Items from a dataset:
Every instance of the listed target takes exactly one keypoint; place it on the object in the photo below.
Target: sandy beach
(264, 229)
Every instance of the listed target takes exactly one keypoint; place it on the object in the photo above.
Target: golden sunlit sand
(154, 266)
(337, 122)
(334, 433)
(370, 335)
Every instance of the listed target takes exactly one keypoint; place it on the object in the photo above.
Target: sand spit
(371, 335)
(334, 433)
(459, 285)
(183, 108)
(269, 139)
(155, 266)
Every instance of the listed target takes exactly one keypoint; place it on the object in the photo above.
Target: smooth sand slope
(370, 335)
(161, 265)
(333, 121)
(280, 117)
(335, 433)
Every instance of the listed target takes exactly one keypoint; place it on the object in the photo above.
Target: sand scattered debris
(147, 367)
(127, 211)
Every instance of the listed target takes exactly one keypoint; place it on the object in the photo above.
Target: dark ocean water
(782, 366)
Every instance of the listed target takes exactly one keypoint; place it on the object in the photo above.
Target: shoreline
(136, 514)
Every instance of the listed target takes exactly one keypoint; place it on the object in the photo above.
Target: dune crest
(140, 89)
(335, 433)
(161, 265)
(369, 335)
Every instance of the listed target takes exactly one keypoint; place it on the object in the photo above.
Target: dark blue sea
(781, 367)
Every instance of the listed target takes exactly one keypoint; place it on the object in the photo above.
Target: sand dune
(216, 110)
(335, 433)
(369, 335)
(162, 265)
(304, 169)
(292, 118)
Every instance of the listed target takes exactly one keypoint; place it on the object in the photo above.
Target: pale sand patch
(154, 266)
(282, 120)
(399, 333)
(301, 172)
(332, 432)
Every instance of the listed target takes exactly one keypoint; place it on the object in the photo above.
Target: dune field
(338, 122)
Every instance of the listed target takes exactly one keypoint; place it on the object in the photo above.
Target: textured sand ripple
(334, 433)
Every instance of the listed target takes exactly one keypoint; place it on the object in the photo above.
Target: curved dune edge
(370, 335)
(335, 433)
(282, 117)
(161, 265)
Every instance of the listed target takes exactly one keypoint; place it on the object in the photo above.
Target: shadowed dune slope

--

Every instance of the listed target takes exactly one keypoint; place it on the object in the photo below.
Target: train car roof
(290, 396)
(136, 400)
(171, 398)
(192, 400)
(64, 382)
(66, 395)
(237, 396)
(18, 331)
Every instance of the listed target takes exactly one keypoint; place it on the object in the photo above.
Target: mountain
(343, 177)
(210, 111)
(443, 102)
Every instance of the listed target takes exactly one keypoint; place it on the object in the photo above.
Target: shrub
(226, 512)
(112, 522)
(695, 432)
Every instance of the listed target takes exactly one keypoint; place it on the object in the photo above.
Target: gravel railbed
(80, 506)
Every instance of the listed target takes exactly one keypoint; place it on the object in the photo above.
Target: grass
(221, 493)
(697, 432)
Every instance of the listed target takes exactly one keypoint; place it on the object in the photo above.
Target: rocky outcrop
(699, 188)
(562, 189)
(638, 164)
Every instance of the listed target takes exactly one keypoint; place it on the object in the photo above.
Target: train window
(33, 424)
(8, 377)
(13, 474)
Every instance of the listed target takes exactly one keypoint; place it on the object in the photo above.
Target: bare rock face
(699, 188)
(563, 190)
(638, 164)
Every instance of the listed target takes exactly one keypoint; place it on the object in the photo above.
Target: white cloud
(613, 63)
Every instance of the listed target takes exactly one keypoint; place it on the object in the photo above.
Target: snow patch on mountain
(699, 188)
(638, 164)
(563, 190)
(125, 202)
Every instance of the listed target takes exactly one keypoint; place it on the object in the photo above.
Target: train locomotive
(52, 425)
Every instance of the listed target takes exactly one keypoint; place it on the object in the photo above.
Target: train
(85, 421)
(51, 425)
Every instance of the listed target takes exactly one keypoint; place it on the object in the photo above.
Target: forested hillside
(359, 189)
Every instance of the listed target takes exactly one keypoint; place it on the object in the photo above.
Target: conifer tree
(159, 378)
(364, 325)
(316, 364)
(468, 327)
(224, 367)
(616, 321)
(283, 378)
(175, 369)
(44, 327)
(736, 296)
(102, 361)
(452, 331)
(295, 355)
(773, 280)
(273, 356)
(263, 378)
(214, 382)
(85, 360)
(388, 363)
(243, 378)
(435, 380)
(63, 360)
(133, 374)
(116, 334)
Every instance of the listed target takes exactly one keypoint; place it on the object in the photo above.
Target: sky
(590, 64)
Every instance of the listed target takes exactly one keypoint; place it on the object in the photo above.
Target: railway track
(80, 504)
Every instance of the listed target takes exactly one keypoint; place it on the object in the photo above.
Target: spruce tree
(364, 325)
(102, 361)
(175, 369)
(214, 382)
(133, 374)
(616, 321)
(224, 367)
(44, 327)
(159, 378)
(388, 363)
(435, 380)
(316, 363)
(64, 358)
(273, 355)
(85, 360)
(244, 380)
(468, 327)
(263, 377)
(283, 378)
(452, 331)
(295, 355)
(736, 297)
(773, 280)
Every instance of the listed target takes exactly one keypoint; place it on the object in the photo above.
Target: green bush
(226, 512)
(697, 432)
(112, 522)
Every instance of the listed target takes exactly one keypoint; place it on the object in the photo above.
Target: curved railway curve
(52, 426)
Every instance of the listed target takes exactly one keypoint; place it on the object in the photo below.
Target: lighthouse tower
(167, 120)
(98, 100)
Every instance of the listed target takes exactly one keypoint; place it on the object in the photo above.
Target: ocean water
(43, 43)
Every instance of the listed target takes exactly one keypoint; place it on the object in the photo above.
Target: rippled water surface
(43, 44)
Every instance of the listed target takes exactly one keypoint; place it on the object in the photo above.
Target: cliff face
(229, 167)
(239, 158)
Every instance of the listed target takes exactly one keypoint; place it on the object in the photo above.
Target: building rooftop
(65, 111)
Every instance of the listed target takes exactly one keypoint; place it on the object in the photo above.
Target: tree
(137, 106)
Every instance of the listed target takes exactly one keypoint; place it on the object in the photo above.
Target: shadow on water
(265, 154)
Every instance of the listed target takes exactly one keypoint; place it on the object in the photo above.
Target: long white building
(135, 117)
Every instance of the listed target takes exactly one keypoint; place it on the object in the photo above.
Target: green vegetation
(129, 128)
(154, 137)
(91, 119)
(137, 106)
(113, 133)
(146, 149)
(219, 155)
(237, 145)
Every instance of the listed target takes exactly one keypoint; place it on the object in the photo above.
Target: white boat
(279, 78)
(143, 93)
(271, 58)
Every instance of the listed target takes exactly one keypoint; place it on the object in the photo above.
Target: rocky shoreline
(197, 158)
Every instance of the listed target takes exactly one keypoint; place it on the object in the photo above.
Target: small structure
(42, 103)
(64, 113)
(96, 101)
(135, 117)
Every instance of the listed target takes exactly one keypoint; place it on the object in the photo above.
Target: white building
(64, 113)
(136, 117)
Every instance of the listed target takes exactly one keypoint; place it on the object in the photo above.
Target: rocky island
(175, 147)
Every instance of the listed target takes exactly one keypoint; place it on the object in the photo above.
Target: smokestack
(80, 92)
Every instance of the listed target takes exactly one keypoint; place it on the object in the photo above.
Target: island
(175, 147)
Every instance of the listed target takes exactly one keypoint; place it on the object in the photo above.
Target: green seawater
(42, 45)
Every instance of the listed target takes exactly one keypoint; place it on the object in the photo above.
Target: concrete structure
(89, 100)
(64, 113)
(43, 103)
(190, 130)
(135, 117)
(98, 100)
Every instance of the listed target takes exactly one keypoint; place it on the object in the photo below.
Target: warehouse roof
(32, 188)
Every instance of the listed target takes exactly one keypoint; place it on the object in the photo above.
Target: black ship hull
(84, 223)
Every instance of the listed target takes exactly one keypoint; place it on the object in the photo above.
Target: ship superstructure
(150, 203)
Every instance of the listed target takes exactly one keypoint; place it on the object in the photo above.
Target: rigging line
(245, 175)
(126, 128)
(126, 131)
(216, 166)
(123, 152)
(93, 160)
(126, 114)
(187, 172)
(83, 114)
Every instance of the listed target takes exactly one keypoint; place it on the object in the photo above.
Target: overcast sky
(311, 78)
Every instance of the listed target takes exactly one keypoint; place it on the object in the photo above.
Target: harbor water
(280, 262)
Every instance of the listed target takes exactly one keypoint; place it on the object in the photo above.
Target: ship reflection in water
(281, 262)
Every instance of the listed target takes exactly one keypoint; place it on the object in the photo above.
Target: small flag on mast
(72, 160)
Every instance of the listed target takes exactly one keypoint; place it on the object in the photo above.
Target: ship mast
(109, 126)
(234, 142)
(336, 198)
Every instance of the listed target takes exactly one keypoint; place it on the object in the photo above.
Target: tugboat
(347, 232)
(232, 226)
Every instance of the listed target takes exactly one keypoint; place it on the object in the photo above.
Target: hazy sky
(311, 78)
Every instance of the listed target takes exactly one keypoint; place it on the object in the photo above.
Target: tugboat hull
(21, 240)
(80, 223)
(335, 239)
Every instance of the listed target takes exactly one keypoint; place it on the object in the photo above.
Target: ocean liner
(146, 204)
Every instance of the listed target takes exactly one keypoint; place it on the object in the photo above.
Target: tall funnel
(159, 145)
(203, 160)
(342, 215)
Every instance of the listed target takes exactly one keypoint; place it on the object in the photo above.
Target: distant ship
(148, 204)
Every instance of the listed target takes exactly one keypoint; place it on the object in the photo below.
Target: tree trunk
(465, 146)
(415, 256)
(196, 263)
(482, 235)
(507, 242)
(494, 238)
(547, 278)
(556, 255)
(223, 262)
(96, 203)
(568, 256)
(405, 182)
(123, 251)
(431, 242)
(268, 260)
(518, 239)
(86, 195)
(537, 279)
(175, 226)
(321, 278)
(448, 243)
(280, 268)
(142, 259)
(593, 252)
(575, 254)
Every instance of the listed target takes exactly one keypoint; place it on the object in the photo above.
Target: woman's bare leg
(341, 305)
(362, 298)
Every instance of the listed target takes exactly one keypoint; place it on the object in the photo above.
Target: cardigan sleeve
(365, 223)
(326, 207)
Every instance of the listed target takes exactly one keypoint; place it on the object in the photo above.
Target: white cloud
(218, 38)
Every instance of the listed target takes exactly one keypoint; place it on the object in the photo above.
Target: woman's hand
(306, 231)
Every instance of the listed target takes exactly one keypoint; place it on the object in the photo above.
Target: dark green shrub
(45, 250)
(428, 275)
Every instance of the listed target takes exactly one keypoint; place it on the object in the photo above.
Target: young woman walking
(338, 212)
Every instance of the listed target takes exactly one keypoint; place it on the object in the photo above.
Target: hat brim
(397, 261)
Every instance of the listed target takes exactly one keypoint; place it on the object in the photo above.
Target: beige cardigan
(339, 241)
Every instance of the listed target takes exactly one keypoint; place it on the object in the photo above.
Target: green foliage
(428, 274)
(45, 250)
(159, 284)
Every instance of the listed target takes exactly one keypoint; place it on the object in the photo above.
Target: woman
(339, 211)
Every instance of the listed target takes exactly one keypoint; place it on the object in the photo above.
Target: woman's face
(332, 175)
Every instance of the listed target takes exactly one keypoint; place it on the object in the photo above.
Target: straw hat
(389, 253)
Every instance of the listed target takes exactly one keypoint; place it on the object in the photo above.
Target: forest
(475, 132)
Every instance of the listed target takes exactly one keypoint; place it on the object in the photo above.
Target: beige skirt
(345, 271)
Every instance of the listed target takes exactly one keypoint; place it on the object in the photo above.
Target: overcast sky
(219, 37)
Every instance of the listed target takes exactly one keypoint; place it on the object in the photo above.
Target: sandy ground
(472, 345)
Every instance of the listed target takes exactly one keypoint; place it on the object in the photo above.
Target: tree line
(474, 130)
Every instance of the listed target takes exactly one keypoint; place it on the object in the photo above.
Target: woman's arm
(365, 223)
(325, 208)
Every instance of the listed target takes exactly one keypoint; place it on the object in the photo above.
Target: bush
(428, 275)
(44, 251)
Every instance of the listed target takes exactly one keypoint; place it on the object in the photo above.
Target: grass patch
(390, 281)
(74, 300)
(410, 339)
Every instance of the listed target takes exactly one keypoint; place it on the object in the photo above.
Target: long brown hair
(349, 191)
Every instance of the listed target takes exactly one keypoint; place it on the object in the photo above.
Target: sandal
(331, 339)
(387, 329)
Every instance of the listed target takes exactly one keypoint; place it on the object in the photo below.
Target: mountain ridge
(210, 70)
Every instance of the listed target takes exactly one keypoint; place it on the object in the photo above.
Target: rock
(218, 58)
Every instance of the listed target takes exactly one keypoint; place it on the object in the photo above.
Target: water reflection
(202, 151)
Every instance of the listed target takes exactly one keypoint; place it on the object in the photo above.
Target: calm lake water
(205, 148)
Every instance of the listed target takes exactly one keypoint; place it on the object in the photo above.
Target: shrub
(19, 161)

==

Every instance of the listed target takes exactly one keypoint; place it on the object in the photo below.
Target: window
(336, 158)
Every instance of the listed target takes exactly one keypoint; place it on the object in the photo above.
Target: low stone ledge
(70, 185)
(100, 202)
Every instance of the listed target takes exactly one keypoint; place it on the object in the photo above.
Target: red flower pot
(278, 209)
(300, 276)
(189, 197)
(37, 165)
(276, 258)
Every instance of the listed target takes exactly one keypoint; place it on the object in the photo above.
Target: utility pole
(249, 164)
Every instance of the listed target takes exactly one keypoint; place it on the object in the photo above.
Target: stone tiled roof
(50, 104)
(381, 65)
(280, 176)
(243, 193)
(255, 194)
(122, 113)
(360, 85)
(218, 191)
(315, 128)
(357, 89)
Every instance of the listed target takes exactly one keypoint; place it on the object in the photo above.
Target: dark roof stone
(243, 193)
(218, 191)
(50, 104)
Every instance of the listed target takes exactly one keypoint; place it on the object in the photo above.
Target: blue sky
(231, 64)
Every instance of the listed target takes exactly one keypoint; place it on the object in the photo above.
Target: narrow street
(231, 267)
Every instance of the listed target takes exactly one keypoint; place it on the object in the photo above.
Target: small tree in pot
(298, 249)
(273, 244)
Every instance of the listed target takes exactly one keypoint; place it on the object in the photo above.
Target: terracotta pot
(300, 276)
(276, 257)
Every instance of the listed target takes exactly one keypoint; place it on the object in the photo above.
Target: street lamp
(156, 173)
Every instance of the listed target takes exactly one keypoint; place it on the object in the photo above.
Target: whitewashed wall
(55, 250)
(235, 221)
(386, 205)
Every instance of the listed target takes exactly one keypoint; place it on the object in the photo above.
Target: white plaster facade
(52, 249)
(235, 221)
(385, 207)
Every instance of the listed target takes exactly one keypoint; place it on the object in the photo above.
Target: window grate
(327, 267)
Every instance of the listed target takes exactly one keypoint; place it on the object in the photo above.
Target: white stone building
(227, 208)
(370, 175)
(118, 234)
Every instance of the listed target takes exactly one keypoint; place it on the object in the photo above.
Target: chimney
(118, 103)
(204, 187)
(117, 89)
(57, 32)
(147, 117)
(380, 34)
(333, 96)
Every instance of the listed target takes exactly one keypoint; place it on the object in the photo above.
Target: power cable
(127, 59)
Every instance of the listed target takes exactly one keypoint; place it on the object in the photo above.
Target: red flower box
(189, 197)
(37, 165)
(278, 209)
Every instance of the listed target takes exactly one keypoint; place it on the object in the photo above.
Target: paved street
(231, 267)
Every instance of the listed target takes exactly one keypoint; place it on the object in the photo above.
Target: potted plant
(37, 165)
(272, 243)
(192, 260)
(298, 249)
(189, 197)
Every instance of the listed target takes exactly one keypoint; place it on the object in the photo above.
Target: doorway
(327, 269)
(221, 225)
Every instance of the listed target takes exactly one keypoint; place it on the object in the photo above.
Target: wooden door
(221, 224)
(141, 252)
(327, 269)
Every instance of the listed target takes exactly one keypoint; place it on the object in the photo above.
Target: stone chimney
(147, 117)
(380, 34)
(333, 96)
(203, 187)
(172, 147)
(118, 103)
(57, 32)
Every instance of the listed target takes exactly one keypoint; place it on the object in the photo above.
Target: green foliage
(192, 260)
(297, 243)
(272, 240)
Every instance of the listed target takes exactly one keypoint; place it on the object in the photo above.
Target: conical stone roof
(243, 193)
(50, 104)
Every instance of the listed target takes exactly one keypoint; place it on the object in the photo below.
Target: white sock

TASK INSTRUCTIONS — Which lines run from the one holding "Target: stone chimney" through the one holding "Target: white sock" in the records above? Repeat them exactly, both included, and nothing more.

EXERCISE SOLUTION —
Target: stone chimney
(147, 117)
(380, 34)
(333, 96)
(203, 187)
(172, 147)
(118, 103)
(57, 32)
Every instance of the listed target takes exactly one keypoint; place it on the object in the photo above.
Target: green foliage
(192, 260)
(297, 243)
(272, 240)
Every instance of the listed target takes exactly one keypoint; place it on the object in the photo above.
Target: conical stone roof
(243, 193)
(50, 104)
Every instance of the listed target takes exactly one keypoint; place it on the object in the photo below.
Target: white sock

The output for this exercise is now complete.